== Excerpt ==

P.S. This feels like it's getting a little long. If putting this much code on Pastebin is more appropriate, I'm happy to edit.


Solution

  • I was able to fix the problem, though I am not sure I truly understand the problem.

    The solution to the problem was to provide the Fishial API with a "real" or "permanent" path instead of a temp file. I edited my endpoint to:

    My revised endpoint is below, and it works correctly:

    @app.post("/predict/", response_model=PredictionResult)
    async def predict_fish_length(file: UploadFile = File(...), get_species: bool = Query(False)):
        try:
            # capture the start of the process so we can track duration
            start_time = time.time()
    
            # Create the uploads folder if it doesn't exist
            uploads_folder = "uploads"
            os.makedirs(uploads_folder, exist_ok=True)
    
            # Generate a unique file name
            file_name = f"{int(time.time())}_{file.filename}"
            file_path = os.path.join(uploads_folder, file_name)
    
            # Save the uploaded file to the uploads folder
            with open(file_path, "wb") as buffer:
                content = await file.read()
                buffer.write(content)
    
            prediction = process_one_image(file_path, get_species=get_species)

== Stated problem A ==
Rewrite the rows from the first one through the row containing "[[[1456,611],[1456,516],[904,490],[932,563]]]", changing "wooden beam" to "timber beam" and leaving everything else the same.

== Material shown ==

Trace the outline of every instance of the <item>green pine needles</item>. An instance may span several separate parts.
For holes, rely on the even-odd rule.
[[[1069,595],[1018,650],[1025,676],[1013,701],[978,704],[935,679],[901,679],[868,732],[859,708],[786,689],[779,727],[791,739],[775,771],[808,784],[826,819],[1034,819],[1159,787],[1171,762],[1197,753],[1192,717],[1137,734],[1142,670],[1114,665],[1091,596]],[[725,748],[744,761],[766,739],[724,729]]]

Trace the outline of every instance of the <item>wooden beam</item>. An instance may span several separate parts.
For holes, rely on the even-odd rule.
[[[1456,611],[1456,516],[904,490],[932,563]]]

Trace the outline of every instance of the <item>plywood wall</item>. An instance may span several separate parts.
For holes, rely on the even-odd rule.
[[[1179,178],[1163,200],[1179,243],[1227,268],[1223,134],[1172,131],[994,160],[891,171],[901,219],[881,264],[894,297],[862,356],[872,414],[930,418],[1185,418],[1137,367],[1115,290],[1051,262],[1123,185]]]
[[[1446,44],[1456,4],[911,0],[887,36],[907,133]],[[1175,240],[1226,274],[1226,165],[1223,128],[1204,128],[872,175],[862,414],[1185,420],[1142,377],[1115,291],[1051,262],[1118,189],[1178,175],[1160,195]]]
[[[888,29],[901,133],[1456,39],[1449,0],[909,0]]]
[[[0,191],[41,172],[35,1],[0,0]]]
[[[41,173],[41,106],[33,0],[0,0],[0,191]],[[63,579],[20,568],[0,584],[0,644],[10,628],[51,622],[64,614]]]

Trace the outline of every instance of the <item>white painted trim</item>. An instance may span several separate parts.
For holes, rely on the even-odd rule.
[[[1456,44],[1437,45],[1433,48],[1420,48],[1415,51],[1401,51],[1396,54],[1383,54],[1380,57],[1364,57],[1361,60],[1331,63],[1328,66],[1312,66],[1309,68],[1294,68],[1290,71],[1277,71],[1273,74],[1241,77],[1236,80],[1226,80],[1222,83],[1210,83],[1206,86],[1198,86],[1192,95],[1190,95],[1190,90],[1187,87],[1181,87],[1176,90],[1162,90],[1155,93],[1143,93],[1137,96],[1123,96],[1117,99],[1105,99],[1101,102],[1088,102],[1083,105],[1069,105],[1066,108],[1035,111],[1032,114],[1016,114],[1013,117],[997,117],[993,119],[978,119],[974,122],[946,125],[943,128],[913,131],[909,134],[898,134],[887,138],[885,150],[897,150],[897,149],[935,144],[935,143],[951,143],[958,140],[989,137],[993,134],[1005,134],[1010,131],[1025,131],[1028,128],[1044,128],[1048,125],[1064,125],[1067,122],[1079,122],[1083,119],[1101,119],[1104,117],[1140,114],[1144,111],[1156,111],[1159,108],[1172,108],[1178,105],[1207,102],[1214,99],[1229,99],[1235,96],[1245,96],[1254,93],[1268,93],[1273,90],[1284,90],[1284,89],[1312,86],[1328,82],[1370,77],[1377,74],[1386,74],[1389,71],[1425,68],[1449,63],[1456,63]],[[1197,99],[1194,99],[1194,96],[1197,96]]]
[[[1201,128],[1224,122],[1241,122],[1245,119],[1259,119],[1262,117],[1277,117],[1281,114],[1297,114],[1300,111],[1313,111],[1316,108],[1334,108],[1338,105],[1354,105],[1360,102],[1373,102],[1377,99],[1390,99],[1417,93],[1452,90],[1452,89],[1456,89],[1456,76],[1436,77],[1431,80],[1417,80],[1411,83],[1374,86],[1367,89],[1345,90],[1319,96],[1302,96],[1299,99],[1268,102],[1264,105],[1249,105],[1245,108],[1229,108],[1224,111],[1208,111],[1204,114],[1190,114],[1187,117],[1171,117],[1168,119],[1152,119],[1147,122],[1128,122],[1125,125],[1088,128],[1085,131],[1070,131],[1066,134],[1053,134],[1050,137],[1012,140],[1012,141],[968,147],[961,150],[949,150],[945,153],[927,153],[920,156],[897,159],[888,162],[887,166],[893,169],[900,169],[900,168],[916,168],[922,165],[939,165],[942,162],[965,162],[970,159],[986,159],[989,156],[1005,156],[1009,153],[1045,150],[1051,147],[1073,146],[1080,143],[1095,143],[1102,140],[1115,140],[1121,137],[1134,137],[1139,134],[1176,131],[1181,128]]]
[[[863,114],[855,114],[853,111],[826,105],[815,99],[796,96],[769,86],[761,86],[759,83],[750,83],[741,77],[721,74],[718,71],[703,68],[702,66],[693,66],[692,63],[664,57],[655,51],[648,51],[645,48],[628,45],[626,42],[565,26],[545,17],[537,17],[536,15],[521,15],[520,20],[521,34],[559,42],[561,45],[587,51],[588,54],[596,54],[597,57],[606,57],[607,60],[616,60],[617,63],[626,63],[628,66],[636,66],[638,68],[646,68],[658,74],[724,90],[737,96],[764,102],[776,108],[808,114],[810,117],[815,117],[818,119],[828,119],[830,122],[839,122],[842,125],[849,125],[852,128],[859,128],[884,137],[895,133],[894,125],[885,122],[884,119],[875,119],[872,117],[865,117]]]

== Stated problem B ==
In the forum post, what was given to the Fishial API in place of a temp file to solve the problem?

== Correct response A ==
Trace the outline of every instance of the <item>green pine needles</item>. An instance may span several separate parts.
For holes, rely on the even-odd rule.
[[[1069,595],[1018,650],[1025,676],[1013,701],[978,704],[935,679],[901,679],[868,732],[859,708],[786,689],[779,727],[791,739],[775,771],[808,784],[826,819],[1034,819],[1159,787],[1171,762],[1197,753],[1192,717],[1137,734],[1142,670],[1114,665],[1091,596]],[[725,748],[744,761],[766,739],[724,729]]]

Trace the outline of every instance of the <item>timber beam</item>. An instance may span several separate parts.
For holes, rely on the even-odd rule.
[[[1456,611],[1456,516],[904,490],[932,563]]]

== Correct response B ==
A "real" or "permanent" path.